Referring expression data:
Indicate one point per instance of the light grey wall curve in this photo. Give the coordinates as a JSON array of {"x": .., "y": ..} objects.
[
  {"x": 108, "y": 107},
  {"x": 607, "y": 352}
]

■ EXERCISE PROMPT
Set every entry down verbatim.

■ OUTPUT FOR THIS TASK
Indicate one point per instance of the light grey wall curve in this photo. Give the coordinates as a JSON array of {"x": .., "y": ..} objects.
[
  {"x": 108, "y": 107},
  {"x": 607, "y": 352}
]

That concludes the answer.